> _Records from a data collection_
- - - - -

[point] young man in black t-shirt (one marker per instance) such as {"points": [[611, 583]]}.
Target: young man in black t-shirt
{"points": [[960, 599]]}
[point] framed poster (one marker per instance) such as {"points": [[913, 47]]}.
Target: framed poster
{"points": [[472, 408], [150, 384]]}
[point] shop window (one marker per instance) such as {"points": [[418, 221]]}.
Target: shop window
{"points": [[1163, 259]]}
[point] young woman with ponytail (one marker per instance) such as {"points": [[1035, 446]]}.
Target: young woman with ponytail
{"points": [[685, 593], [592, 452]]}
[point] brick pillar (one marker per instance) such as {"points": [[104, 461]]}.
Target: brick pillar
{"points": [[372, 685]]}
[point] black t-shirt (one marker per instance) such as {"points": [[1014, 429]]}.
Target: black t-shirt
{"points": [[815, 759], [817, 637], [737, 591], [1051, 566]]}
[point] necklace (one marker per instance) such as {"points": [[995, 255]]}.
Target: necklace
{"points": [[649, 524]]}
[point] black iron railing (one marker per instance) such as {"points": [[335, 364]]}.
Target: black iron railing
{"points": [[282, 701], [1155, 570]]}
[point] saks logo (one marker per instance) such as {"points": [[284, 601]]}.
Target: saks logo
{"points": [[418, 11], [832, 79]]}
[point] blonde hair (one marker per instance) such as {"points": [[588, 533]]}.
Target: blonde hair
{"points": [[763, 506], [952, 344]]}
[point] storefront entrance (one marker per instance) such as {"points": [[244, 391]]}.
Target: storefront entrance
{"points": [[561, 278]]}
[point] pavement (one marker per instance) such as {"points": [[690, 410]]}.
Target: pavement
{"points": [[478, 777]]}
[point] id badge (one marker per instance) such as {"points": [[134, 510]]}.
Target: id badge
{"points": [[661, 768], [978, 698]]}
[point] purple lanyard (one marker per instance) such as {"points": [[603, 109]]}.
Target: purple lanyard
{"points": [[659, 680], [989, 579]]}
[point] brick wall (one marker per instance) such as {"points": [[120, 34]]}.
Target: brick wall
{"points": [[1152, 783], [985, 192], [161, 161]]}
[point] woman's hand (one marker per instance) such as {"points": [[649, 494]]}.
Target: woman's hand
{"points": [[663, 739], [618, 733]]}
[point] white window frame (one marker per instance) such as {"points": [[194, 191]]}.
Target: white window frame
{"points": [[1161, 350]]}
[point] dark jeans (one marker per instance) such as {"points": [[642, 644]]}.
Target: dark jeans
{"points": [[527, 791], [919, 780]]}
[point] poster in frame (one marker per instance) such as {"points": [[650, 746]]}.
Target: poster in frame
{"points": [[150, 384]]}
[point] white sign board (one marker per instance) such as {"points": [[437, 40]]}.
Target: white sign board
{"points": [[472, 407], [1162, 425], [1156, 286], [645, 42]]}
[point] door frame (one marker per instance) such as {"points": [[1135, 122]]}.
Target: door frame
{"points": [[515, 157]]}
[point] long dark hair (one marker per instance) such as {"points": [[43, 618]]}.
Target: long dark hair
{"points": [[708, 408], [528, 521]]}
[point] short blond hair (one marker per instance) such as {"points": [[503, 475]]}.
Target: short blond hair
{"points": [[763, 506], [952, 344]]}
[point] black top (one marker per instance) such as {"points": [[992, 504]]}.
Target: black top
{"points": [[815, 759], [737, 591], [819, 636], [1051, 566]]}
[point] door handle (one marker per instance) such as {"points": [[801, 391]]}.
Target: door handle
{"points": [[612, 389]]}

- - - - -

Repeat only the stretch of lines that begins at the line containing "[point] woman's hand" and ends at the last line above, both included.

> _ANSWER TO THE EXERCISE_
[point] woman's hand (one marker per instance) such as {"points": [[649, 494]]}.
Target: woman's hand
{"points": [[663, 739], [618, 733]]}
[point] white window frame (one marker per instance) such as {"points": [[194, 191]]}.
Target: white window frame
{"points": [[1161, 350]]}
[point] dark jeans (one marker per instance) such as {"points": [[642, 644]]}.
Target: dark jeans
{"points": [[527, 791], [919, 780]]}
[point] poster in frame (one marker per instance) such as {"points": [[650, 746]]}.
Target: poster in frame
{"points": [[150, 384]]}
[point] white sign board (one marker per instance) such as {"points": [[437, 40]]}.
Target: white sign board
{"points": [[472, 407], [1162, 425], [1156, 286], [645, 42]]}
[point] door frame (one marker per instance) such as {"points": [[1135, 122]]}.
Target: door frame
{"points": [[515, 157]]}
[point] long dark hair (one marker per instance) such as {"points": [[43, 618]]}.
Target: long dark hair
{"points": [[708, 408], [528, 521]]}
[point] short blond hair (one marker per instance) such as {"points": [[503, 475]]}.
Target: short blond hair
{"points": [[763, 506], [952, 344]]}
[point] black top (one marker per instance) such as {"points": [[992, 504]]}.
Target: black top
{"points": [[815, 759], [737, 591], [819, 636], [1051, 566]]}
[point] door handle (one marker per instance) such as {"points": [[801, 391]]}.
Target: door handle
{"points": [[612, 389]]}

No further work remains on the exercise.